● **Written exercise**
State how many lines in the entries below contain the word "wall". Reply with the number alone.

● **Material shown**
::::::::::

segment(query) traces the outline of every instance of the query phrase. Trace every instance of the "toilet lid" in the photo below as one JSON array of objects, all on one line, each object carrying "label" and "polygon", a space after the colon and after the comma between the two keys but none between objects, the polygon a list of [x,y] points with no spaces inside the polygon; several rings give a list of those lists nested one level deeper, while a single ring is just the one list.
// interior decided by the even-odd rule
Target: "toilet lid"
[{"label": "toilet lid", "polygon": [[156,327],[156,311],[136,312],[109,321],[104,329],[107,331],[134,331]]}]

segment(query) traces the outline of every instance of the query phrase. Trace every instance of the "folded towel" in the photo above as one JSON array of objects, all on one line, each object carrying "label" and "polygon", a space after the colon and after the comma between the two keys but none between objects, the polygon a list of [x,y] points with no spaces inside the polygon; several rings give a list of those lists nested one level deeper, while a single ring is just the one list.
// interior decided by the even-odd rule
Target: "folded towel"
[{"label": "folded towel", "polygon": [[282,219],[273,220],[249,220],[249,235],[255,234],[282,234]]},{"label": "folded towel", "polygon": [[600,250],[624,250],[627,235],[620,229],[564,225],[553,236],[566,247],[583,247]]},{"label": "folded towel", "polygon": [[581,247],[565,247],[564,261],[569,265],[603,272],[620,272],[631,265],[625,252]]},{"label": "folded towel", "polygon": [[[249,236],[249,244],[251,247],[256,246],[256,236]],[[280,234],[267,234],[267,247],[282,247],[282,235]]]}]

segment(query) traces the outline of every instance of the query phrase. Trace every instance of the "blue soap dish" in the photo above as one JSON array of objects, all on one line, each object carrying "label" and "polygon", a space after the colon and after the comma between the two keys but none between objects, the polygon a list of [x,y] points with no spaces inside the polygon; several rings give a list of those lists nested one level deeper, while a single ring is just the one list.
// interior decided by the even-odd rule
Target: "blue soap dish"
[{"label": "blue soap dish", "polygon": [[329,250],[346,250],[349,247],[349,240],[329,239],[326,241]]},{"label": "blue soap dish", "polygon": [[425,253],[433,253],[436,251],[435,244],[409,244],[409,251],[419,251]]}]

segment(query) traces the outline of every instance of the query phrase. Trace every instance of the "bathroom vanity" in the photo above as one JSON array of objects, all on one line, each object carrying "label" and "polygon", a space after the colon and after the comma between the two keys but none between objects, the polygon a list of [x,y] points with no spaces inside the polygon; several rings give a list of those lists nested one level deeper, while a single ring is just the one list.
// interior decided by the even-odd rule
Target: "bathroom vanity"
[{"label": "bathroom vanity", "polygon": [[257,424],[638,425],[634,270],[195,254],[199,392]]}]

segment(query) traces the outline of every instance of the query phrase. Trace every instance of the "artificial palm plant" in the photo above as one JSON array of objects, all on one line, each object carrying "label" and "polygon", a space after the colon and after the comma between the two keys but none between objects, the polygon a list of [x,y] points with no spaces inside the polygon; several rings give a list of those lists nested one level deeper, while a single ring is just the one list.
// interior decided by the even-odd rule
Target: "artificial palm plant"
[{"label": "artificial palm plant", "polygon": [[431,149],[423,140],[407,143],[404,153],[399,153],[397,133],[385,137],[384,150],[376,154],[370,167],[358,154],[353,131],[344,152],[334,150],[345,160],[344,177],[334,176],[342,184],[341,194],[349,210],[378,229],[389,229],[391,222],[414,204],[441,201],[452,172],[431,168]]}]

::::::::::

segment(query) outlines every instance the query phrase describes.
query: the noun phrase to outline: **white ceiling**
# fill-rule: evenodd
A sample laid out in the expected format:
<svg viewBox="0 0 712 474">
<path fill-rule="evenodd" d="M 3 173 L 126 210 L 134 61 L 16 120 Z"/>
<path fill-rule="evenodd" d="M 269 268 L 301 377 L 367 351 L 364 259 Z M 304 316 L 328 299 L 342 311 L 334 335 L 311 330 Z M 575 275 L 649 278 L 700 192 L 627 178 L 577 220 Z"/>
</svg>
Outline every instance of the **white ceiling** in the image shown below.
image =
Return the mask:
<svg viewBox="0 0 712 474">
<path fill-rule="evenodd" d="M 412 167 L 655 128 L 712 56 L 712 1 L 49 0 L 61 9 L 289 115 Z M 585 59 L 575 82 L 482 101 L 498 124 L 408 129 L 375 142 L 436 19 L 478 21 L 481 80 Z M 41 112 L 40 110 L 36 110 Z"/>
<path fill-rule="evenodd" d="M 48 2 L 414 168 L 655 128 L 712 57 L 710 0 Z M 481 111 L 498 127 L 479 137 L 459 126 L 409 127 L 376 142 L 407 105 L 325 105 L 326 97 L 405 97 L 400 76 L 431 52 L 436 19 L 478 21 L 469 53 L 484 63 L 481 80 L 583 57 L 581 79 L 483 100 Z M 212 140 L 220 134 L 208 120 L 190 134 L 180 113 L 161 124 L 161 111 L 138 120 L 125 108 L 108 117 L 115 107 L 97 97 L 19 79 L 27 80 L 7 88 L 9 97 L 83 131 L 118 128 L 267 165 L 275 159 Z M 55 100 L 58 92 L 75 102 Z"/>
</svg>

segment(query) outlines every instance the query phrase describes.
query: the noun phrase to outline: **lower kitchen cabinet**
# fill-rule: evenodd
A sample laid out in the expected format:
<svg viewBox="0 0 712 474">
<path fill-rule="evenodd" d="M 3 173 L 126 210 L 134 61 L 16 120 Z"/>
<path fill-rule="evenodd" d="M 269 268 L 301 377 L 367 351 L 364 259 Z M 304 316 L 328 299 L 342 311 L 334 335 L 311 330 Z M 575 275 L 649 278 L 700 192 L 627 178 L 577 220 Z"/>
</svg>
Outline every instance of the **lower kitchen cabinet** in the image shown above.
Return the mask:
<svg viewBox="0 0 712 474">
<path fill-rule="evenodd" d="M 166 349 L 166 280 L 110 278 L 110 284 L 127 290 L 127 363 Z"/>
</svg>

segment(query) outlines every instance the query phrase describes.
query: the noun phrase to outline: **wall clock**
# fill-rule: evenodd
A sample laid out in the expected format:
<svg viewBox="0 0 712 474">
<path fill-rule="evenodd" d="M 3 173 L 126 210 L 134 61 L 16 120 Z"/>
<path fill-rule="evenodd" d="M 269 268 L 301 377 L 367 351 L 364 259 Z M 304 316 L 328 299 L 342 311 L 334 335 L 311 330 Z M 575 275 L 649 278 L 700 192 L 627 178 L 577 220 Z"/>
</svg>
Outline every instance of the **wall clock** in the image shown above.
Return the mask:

::::::::::

● **Full solution**
2